#### [Set task]
Without altering anything, output the material below.

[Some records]
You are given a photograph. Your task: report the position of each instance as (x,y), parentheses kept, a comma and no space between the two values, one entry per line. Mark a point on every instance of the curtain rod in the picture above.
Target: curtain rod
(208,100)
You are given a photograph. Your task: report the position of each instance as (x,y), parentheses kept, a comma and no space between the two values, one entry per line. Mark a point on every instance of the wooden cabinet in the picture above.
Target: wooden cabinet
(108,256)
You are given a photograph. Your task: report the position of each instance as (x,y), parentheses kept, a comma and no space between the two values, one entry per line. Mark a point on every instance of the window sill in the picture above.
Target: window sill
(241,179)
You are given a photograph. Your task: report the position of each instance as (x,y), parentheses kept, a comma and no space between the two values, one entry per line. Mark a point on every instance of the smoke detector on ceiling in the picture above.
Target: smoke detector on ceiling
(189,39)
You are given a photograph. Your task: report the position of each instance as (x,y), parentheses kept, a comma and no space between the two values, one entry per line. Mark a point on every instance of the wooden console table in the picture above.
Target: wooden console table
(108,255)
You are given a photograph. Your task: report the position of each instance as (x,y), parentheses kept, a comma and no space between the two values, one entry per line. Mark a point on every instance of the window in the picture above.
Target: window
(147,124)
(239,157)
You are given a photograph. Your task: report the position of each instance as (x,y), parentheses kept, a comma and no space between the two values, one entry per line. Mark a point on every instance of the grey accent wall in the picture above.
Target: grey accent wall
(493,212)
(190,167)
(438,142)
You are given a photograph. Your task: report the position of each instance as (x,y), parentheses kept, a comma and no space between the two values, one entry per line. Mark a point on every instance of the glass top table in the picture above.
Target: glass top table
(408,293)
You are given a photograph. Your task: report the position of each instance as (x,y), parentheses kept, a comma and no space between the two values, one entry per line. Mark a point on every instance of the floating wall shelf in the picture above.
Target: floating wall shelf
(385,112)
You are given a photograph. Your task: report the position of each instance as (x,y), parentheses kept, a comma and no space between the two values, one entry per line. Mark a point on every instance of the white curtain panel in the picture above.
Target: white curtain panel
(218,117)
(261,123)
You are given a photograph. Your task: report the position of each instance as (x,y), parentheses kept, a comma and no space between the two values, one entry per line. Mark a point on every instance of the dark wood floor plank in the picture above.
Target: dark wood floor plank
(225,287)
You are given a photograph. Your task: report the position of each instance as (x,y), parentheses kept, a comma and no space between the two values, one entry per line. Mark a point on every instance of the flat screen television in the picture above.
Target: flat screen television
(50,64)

#### [Output below]
You are given a photograph. Your task: report the position of each instance as (x,y), parentheses kept, a comma and no space between the two values, one entry per line. Mark a point on every instance of the curtain rod in the picture above.
Target: curtain rod
(208,100)
You are given a photograph. Your task: report the position of each instance as (x,y), parentheses kept, a comma and no space between the two values, one entry per line. Mark a point on every instance of the wooden cabinet in the picture above.
Target: wooden cabinet
(108,256)
You are given a photograph. Your task: report the position of each instance as (x,y), parentheses kept, a comma and no space between the two values, one entry per line. Mark a point on every instance of the window sill in the picture above.
Target: window sill
(241,179)
You are given a photograph. Your task: report the position of each instance as (x,y), parentheses kept, a comma and no space between the two values, one entry per line. Mark a point on every instance of the smoke detector on ceiling in the picture above.
Target: smoke detector on ceiling
(189,39)
You are given a photograph. Your task: report the position of each instance as (x,y), parentheses kept, a comma and no space between the two values, one entry per line. Mark a point on every instance of the wooden console table in the picture above.
Target: wooden console table
(108,255)
You are given a photograph. Your task: report the position of each instance as (x,y), parentheses kept, a comma and no space between the two values, one entry per line. Mark a point on every instance of the window in the picture above.
Target: window
(147,124)
(239,157)
You are given a photograph. Your task: report the position of each instance as (x,y), parentheses kept, a comma and no space between the two values, one entry per line. Mark a point on every instance of the grey accent wall in the picture above.
Target: grey accent wall
(493,212)
(190,167)
(438,142)
You are given a photograph. Your task: report the position of each instance as (x,y), parentheses kept, a comma and no space between the two values, one entry per line. Mark a point on every instance of the glass top table in the picture above.
Target: glass top table
(408,293)
You are given a photograph. Your task: report the position of each instance as (x,y), parentheses kept, a comma and no space between the two values, one entry per line. Mark a point on every instance of the floating wall shelf in the picture above.
Target: floating wall shelf
(385,112)
You are given a photograph. Your task: report the position of each instance as (x,y), parentheses kept, a comma and no space between the two values, one entry per line. Mark a point on every instance of the white curtain panel in the picture above.
Target: white curtain panel
(218,117)
(261,123)
You are given a photograph. Your task: report the position of each instance as (x,y), parentheses kept, a comma and no space between the two values, one entry per line. Mark a point on every instance of the dark wood floor plank in the picture above.
Target: dark wood floor plank
(225,287)
You are given a photograph. Your task: report the position of each instance as (x,y), parentheses kept, a comma and no space between the two values, one entry per line. Mark a point on every instance of the flat screen television in the picture above.
Target: flat screen television
(50,64)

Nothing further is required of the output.